(Source text)

Many people need to use enemas in order to relieve constipation. They consist of liquid, usually water with additives, introduced through a nozzle into the rectum. Enemas use has been replaced in most professional health care settings with oral laxatives or laxative suppositories. However, they are still a choice for in-home use for constipation and alternative health purposes.
An enema may be purchased from a drug store or an online medical supplies store such as VitalityMedical.com. When choosing an emema a prepackaged disposable enema may be your best bet, as recommended by your doctor, particularly if it is to be self-administered. You will need to be in a comfortable place where you can lie on your side for several minutes. Make sure the nozzle or tip of the enema is lubricated to make insertion easier and painless. Insert the tip gently into your anus and squeeze the bag containing the enema liquid into the rectum. Once the container is empty, gently remove the nozzle.
You should then wait the recommended time before evacuating your bowels, which could be anything from 2 to 15 minutes. Typical waiting times for various enema preparations are: bisacodyl, 15 minutes to 1 hour; docusate, 2 to 5 minutes; glycerin 15 minutes to 1 hour; mineral oil, 2 to 15 minutes; senna, 30 minutes to 2 hours and sodium, 2 to 5 minutes. It may take up to an hour to complete evacuating your bowels, so keep close to a toilet.
A more specialized use of enemas is for cleansing the lower bowel before a colonoscopy or for administration of drugs into the bloodstream in situations where it is impossible to give medications by mouth. Some medicines for cancer, inflammatory bowel disease and arthritis can be given this way to avoid the digestive tract. Occasionally anesthetics are given rectally to avoid vomiting during and after surgical procedures. A barium enema is given in radiology to have contrast in imaging of the bowel. Finally an Enema may also be given for hydration purposes.

(End Source text)
(Input data)

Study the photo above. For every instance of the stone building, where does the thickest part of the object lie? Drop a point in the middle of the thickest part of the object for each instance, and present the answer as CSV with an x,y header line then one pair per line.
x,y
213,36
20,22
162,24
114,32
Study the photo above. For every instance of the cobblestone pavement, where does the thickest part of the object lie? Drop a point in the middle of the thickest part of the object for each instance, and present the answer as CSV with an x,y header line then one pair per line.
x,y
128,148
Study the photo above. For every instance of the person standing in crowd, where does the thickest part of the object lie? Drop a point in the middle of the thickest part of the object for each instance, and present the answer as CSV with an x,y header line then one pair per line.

(End Input data)

= The problem =
According to the text on enemas, what is the typical waiting time for a senna enema preparation?

= Answer below =
30 minutes to 2 hours.